— EXERCISE AIM —
Every record below must come back exactly as written, with the images dropped.

— TASK INPUT —
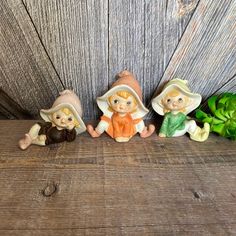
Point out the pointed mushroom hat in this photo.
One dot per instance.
(180, 85)
(67, 99)
(125, 82)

— ANSWER BOX —
Point out the pointed mushroom hat in this photo.
One dot per instance.
(180, 85)
(67, 99)
(125, 82)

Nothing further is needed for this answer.